### What the task requires:
Produce an exact copy of all the data below, dropping every image.

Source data
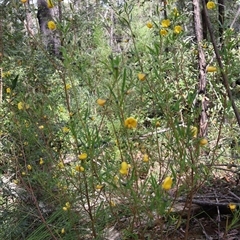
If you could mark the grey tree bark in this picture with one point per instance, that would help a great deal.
(202, 100)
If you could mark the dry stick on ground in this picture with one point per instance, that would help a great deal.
(224, 76)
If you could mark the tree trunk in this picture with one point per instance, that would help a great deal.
(202, 69)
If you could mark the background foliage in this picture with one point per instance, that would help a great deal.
(62, 148)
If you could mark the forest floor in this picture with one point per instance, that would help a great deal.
(210, 215)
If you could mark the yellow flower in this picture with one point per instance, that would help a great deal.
(51, 25)
(211, 69)
(203, 142)
(50, 4)
(149, 25)
(177, 29)
(41, 162)
(68, 86)
(194, 131)
(79, 168)
(167, 183)
(8, 90)
(163, 32)
(145, 158)
(99, 187)
(82, 156)
(20, 106)
(165, 23)
(130, 122)
(232, 206)
(65, 129)
(211, 5)
(175, 12)
(141, 76)
(61, 165)
(124, 168)
(101, 102)
(29, 167)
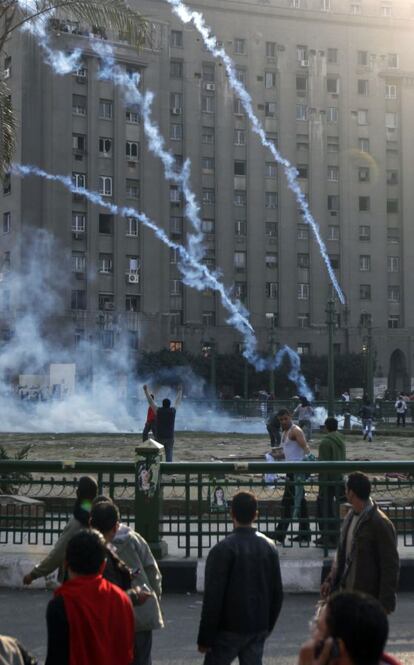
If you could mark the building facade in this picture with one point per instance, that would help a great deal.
(333, 84)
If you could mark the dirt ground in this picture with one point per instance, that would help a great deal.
(192, 446)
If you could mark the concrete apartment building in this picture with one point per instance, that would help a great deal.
(333, 84)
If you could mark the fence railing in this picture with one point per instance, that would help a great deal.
(193, 500)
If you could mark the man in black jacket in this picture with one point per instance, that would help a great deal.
(243, 591)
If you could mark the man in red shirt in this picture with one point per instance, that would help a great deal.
(150, 425)
(90, 621)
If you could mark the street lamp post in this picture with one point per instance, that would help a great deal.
(330, 322)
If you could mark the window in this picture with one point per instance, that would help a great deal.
(105, 264)
(271, 229)
(332, 56)
(303, 348)
(175, 194)
(303, 320)
(393, 235)
(271, 200)
(303, 291)
(105, 147)
(270, 49)
(176, 69)
(270, 170)
(303, 260)
(208, 72)
(362, 117)
(239, 168)
(239, 137)
(392, 206)
(105, 109)
(364, 263)
(176, 131)
(332, 85)
(270, 79)
(301, 112)
(78, 300)
(239, 46)
(333, 173)
(333, 232)
(208, 196)
(301, 83)
(132, 227)
(176, 39)
(271, 260)
(79, 180)
(363, 87)
(270, 109)
(105, 185)
(132, 303)
(363, 145)
(392, 177)
(132, 189)
(6, 222)
(207, 136)
(131, 116)
(390, 91)
(106, 224)
(394, 293)
(393, 264)
(79, 106)
(207, 103)
(78, 223)
(364, 233)
(332, 114)
(207, 226)
(132, 151)
(240, 198)
(365, 291)
(392, 60)
(271, 290)
(333, 202)
(240, 261)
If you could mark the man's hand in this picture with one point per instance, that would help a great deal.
(307, 653)
(27, 579)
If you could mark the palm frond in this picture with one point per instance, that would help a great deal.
(7, 129)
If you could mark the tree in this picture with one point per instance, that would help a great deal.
(113, 15)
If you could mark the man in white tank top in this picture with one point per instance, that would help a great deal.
(295, 447)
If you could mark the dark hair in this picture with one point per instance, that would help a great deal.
(86, 552)
(360, 484)
(331, 424)
(244, 507)
(283, 412)
(361, 622)
(87, 488)
(104, 516)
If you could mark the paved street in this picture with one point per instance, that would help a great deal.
(22, 614)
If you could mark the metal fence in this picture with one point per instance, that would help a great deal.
(37, 499)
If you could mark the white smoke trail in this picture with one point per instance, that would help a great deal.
(186, 15)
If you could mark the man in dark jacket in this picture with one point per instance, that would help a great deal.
(367, 556)
(331, 490)
(165, 421)
(243, 591)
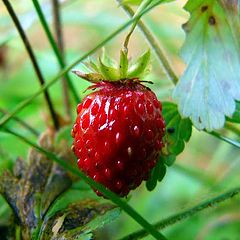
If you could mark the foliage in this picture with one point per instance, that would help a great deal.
(210, 84)
(50, 202)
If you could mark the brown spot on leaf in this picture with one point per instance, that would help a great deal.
(204, 8)
(212, 20)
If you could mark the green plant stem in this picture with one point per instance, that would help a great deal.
(114, 198)
(144, 4)
(155, 46)
(187, 213)
(21, 122)
(59, 39)
(196, 174)
(33, 60)
(231, 127)
(18, 233)
(24, 103)
(55, 48)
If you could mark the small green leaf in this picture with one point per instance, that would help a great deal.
(207, 91)
(91, 66)
(109, 73)
(138, 69)
(169, 159)
(123, 64)
(78, 212)
(157, 174)
(178, 130)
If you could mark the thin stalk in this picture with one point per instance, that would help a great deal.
(144, 4)
(231, 127)
(187, 213)
(33, 60)
(24, 103)
(21, 122)
(55, 48)
(107, 193)
(196, 174)
(59, 39)
(166, 66)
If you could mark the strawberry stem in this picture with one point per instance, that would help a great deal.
(143, 5)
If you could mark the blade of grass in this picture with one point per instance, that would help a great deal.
(21, 122)
(59, 39)
(154, 45)
(55, 48)
(33, 60)
(24, 103)
(112, 196)
(186, 214)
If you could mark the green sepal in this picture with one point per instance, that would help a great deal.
(139, 68)
(109, 73)
(157, 174)
(91, 77)
(169, 160)
(107, 60)
(91, 66)
(123, 68)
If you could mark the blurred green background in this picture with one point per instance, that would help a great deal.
(207, 166)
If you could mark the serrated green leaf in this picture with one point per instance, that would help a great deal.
(123, 64)
(138, 69)
(78, 212)
(207, 90)
(109, 73)
(178, 130)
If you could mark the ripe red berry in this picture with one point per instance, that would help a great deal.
(118, 134)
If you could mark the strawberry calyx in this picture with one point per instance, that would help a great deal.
(108, 70)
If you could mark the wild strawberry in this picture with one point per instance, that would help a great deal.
(118, 134)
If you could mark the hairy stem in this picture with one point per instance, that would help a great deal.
(143, 5)
(155, 46)
(59, 37)
(21, 122)
(112, 196)
(27, 101)
(231, 127)
(55, 48)
(187, 213)
(33, 60)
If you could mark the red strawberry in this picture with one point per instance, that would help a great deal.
(118, 134)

### Task answer:
If you could mark the grey tree bark in this picture with one point per instance, that would help a great deal.
(202, 100)
If you could mark the dry stick on ground in this picture with one point per instance, that would help a great deal.
(224, 76)
If you could mark the tree trunk in this picture with one point per instance, that would help a great deal.
(202, 69)
If you could mark the background foliage in this picture with one point per instance, that would help a great deal.
(62, 148)
If you could mark the forest floor in this picture with one point per instance, that would help a great deal.
(210, 215)
If you could mark the yellow flower in this picture with one point per instance, that would help a great deal.
(51, 25)
(211, 69)
(203, 142)
(50, 4)
(149, 25)
(177, 29)
(41, 162)
(68, 86)
(194, 131)
(79, 168)
(167, 183)
(8, 90)
(163, 32)
(145, 158)
(99, 187)
(82, 156)
(20, 106)
(165, 23)
(130, 122)
(232, 206)
(65, 129)
(211, 5)
(175, 12)
(141, 76)
(61, 165)
(124, 168)
(101, 102)
(29, 167)
If you could mark the building facade in this picture with one point per instance, that would help a great deal.
(333, 84)
If you could mark the dirt ground in this picture with one point per instance, that would help a great deal.
(192, 446)
If you could mark the concrete apartment building in this picture with one point per instance, that would help a great deal.
(333, 84)
If you could mark the fence railing in this picture with one point per instance, that would help a great deal.
(193, 500)
If you could mark the man in black jacket in this picture with one point per instance, that would help a great deal.
(243, 591)
If you could mark the man in red shirt in this picture with one point per instance, that would help a great deal.
(150, 425)
(90, 621)
If you could mark the street lamp post in this picture with one point per instance, that would help a great deal.
(330, 322)
If you could mark the window in this picture with one point per instance, that would help a great deal.
(105, 264)
(271, 229)
(332, 56)
(303, 348)
(175, 194)
(303, 320)
(393, 235)
(271, 200)
(303, 291)
(105, 147)
(270, 49)
(176, 69)
(270, 170)
(303, 260)
(208, 72)
(362, 117)
(239, 168)
(239, 137)
(392, 206)
(105, 109)
(364, 263)
(176, 131)
(332, 85)
(270, 79)
(301, 112)
(78, 300)
(239, 46)
(333, 173)
(333, 232)
(208, 196)
(301, 83)
(132, 227)
(176, 39)
(271, 260)
(79, 180)
(363, 87)
(270, 109)
(105, 185)
(132, 303)
(363, 145)
(392, 177)
(132, 189)
(6, 222)
(207, 136)
(131, 116)
(390, 91)
(106, 224)
(394, 293)
(393, 264)
(79, 106)
(207, 103)
(78, 223)
(364, 233)
(332, 114)
(207, 226)
(132, 151)
(240, 198)
(365, 291)
(392, 60)
(271, 290)
(333, 202)
(240, 261)
If you could mark the man's hand in this picture with one point per instance, that would help a great deal.
(307, 653)
(27, 579)
If you could mark the palm frond in this picture with one point per instance, that would help a great deal.
(7, 129)
If you could mark the tree in this picture with one point per instance, that would help a great deal.
(113, 15)
If you could mark the man in white tank top in this picture with one point per instance, that would help a great deal.
(295, 447)
If you could mark the dark hair in this picture with one point per instance, that would help a great deal.
(86, 552)
(360, 484)
(331, 424)
(244, 507)
(283, 412)
(361, 622)
(87, 488)
(104, 516)
If you could mark the paved street in this picture with one point per instance, that would help a great deal.
(22, 614)
If you could mark the metal fence in this picture with one point per instance, that would help a great deal.
(37, 499)
If you could mark the white smoke trail in this picture with one point per instance, that would help a great deal.
(186, 15)
If you could mark the man in dark jacket in this picture with one point per instance, that would help a great deal.
(367, 556)
(331, 490)
(165, 421)
(243, 591)
If you could mark the foliage in this picture with one point per instance, that would help a great deal.
(210, 84)
(50, 202)
If you could mark the brown spot on leaf in this picture with one point per instance, that would help a great deal.
(204, 8)
(212, 20)
If you could mark the green plant stem in this picture with one point per instance, that would help a great deal.
(114, 198)
(144, 4)
(155, 46)
(187, 213)
(21, 122)
(59, 39)
(196, 174)
(33, 60)
(231, 127)
(18, 233)
(24, 103)
(55, 48)
If you could mark the small green leaf in this picture with one point per instance, that would help a great deal.
(207, 91)
(91, 66)
(109, 73)
(138, 69)
(169, 159)
(123, 64)
(78, 212)
(157, 174)
(178, 130)
If you could mark the thin stalk in this picture with one point per instance, that would help a great deal.
(144, 4)
(231, 127)
(187, 213)
(33, 60)
(24, 103)
(21, 122)
(55, 48)
(107, 193)
(196, 174)
(59, 39)
(166, 66)
If you could mark the strawberry stem in this picture with one point per instance, that would help a great deal.
(143, 5)
If you could mark the blade of grass in this picture with one point per instance, that would help a great deal.
(21, 122)
(59, 39)
(154, 45)
(55, 48)
(33, 60)
(24, 103)
(112, 196)
(186, 214)
If you could mark the green sepal in this picture with one point per instance, that would help a great deal.
(139, 68)
(109, 73)
(157, 174)
(91, 77)
(169, 160)
(107, 60)
(91, 66)
(123, 68)
If you could mark the blurred green background in this picture with one point per instance, that would help a great deal.
(207, 166)
If you could mark the serrated green leaf in this picture with one point per instance, that would help a great deal.
(123, 64)
(138, 69)
(78, 212)
(207, 90)
(109, 73)
(178, 130)
If you could mark the ripe red berry in this picture with one point per instance, that would help a great deal.
(118, 134)
If you could mark the strawberry calyx in this picture with one point per instance, that would help a great deal.
(108, 70)
If you could mark the wild strawberry in this picture with one point per instance, that would help a great deal.
(118, 134)
If you could mark the hairy stem in this picture with one point per instance, that would help a great deal.
(143, 5)
(155, 46)
(59, 37)
(21, 122)
(112, 196)
(27, 101)
(231, 127)
(55, 48)
(187, 213)
(33, 60)
If you could mark the red strawberry in this picture with one point per instance, that would help a great deal.
(118, 134)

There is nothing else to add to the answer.